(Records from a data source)
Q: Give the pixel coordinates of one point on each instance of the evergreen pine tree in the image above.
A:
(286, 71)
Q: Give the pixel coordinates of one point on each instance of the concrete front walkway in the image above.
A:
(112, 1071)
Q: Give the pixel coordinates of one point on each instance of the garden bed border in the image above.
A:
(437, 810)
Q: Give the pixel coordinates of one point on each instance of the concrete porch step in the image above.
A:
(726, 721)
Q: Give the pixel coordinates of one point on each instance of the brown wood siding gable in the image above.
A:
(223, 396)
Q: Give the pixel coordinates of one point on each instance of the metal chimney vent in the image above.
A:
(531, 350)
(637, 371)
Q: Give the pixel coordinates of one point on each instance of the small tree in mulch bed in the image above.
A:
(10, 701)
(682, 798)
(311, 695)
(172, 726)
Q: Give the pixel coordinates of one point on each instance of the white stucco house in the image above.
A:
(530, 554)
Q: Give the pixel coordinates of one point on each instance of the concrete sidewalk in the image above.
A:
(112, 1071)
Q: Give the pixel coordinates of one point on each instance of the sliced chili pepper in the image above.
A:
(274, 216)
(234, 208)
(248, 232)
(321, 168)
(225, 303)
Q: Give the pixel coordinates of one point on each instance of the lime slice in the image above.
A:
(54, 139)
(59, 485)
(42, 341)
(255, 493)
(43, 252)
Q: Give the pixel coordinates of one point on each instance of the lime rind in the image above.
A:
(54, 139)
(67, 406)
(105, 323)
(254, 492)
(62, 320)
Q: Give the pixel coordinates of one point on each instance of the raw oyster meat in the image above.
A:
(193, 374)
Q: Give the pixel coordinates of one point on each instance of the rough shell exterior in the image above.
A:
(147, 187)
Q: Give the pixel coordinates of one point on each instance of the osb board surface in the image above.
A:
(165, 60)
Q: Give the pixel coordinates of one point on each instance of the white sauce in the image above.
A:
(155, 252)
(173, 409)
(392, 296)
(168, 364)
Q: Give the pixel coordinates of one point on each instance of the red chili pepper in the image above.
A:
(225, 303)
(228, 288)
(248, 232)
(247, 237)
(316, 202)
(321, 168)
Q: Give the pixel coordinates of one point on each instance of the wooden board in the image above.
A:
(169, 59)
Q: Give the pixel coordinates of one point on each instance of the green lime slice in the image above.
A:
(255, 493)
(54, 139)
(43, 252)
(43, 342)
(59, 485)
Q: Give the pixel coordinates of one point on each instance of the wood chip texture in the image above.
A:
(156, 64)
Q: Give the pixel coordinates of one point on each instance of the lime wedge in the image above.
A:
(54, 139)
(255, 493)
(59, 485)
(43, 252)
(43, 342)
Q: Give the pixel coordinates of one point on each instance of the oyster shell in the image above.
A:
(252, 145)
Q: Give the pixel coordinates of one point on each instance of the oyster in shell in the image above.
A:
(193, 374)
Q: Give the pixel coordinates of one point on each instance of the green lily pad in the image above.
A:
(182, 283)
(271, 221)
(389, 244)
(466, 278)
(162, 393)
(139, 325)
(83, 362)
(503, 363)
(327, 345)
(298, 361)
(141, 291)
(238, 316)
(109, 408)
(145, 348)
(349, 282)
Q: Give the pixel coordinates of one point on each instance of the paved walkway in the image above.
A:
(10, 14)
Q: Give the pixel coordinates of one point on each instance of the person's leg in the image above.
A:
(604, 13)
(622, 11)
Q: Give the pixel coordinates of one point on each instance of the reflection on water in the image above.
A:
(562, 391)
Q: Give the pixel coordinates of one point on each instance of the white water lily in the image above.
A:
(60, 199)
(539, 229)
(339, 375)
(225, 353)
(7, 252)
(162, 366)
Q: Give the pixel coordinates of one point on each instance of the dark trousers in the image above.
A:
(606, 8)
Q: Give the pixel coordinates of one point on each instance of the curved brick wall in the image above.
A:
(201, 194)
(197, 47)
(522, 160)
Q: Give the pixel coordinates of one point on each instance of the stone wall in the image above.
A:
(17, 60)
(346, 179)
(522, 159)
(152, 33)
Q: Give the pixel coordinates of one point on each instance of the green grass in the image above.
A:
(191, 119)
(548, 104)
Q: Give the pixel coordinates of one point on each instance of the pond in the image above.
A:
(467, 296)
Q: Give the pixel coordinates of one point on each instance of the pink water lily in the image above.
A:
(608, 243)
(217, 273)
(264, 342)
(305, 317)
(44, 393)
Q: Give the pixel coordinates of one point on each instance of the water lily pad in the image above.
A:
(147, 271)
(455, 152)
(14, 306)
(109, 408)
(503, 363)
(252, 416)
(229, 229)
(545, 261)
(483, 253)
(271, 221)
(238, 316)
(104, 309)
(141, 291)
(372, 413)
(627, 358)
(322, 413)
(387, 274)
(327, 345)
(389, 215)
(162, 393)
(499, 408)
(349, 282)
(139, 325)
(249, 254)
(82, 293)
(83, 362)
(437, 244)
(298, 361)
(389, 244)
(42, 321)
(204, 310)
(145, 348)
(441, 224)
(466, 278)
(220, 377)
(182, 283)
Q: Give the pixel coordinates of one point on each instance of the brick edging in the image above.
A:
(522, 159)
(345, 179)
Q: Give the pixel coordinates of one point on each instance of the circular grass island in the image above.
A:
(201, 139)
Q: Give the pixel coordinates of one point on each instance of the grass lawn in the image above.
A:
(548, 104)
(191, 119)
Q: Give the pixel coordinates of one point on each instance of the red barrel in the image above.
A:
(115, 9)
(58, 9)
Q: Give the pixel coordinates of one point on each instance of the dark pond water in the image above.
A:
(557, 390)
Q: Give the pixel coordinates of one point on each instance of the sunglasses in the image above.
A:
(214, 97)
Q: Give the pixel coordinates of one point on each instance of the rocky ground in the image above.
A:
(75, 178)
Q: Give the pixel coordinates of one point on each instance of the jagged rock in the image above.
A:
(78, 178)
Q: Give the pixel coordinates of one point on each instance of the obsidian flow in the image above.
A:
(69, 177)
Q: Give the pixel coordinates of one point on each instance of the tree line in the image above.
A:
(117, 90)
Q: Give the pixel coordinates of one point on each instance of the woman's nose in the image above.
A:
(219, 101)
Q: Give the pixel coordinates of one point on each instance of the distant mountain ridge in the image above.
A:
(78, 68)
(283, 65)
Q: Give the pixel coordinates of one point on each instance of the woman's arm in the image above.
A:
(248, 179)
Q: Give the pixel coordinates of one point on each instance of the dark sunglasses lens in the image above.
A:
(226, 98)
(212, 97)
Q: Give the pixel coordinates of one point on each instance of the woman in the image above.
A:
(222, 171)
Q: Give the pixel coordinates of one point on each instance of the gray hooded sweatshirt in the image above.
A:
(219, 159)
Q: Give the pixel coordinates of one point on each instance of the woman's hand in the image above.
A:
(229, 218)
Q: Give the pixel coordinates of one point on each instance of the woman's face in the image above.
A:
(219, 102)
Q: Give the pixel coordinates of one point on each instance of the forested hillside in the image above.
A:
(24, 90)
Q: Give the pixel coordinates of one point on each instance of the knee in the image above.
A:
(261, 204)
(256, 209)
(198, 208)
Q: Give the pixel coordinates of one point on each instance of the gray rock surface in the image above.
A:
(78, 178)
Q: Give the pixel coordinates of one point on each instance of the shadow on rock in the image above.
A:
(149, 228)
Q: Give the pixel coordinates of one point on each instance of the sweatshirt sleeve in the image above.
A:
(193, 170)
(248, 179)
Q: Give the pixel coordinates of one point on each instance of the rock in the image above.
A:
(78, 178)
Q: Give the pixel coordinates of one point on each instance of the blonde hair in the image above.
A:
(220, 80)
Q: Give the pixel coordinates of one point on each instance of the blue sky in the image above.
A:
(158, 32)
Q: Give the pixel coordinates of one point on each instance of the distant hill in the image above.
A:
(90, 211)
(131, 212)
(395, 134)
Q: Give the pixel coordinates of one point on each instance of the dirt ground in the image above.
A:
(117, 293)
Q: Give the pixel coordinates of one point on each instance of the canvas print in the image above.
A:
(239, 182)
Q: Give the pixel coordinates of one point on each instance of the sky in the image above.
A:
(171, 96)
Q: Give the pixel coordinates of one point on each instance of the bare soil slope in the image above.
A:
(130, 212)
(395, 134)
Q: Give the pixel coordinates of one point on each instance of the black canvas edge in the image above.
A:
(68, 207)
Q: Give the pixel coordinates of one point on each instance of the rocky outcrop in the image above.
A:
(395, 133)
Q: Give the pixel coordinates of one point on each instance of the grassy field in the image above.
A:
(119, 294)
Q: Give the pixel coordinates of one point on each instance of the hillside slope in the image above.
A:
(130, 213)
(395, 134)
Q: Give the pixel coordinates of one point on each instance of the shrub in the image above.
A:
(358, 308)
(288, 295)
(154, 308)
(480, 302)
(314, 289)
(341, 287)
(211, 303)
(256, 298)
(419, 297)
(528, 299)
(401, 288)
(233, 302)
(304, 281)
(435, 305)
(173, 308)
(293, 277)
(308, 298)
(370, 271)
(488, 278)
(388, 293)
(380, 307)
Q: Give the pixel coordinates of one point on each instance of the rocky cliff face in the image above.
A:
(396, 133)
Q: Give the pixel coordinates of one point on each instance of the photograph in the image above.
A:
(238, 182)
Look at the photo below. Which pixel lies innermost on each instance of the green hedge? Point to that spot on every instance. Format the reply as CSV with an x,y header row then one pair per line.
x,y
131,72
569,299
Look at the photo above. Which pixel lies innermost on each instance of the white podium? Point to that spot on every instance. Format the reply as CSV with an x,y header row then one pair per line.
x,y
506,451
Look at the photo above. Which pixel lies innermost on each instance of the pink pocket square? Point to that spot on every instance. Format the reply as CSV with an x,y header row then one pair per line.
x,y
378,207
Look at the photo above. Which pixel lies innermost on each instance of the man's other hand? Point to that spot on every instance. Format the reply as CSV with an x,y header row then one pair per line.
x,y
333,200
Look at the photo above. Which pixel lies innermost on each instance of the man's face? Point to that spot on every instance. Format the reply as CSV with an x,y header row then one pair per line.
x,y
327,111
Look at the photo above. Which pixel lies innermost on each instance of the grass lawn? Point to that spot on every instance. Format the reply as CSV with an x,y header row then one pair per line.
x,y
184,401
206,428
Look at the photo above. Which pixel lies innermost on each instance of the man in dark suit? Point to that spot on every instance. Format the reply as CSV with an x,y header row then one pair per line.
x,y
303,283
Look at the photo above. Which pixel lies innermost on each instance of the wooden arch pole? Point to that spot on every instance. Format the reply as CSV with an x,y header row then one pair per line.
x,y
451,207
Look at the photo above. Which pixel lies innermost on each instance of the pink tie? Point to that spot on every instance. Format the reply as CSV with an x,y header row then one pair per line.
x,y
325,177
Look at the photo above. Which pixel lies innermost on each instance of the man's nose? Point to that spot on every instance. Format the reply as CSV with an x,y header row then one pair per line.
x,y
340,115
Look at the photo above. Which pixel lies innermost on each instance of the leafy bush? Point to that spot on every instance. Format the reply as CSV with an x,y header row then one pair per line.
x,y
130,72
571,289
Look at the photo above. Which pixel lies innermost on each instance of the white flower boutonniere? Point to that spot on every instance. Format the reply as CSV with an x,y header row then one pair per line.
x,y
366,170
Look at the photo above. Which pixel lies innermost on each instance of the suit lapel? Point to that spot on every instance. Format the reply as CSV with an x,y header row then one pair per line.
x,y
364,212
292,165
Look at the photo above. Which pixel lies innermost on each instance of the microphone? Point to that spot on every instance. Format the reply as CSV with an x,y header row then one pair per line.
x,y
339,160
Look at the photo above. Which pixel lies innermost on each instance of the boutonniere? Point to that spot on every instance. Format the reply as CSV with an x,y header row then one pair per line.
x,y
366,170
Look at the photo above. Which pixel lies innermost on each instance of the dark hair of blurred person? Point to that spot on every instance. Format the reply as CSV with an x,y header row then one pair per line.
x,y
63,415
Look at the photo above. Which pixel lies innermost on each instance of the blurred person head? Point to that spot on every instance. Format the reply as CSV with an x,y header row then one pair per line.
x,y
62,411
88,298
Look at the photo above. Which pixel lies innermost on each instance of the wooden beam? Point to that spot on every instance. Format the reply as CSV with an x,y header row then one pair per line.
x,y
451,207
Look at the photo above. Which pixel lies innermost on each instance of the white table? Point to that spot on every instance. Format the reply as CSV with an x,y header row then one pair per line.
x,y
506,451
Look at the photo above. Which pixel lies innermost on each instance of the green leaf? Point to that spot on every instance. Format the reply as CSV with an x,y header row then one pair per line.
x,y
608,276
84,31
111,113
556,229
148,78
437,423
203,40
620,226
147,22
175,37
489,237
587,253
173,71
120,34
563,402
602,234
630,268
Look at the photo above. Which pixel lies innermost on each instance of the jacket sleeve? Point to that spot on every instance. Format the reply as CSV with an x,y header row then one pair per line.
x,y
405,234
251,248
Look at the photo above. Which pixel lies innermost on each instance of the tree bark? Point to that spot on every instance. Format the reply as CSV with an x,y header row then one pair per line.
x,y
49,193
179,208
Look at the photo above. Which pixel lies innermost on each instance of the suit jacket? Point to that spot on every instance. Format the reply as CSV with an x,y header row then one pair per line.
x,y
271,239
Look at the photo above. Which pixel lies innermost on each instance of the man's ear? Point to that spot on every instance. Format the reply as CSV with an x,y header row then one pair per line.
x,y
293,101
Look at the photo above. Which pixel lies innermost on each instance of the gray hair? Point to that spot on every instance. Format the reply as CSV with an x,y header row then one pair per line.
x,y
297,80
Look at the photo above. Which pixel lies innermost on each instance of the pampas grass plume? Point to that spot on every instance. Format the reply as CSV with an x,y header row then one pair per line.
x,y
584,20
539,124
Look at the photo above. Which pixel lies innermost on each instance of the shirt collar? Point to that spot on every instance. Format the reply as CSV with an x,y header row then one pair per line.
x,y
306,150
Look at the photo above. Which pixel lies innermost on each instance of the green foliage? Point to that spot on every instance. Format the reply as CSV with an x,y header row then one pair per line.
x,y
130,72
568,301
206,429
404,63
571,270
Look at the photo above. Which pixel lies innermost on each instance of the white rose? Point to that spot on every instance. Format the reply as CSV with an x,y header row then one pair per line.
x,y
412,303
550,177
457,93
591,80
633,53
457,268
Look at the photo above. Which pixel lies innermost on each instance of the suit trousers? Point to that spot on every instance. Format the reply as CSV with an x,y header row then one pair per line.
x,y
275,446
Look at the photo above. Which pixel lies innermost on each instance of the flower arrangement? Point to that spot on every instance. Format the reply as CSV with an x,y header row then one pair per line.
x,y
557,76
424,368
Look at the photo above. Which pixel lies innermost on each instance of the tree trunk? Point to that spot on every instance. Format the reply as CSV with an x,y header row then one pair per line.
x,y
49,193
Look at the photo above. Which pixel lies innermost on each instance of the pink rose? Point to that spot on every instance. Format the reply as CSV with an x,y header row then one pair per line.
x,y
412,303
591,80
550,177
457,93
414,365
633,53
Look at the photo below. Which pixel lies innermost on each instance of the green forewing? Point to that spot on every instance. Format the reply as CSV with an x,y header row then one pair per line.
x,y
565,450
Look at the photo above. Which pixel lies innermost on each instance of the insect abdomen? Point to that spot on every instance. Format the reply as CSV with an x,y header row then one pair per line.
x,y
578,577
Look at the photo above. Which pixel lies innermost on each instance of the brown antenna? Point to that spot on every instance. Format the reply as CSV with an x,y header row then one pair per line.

What this task involves
Which lines in the records above contain the string "wall"? Copy them.

Finished exercise
Q: Give the pixel coordinates of one point on each instance of the curved brick wall in the image above.
Q: Give the pixel coordinates of one point on each instance of the stone wall in the image above.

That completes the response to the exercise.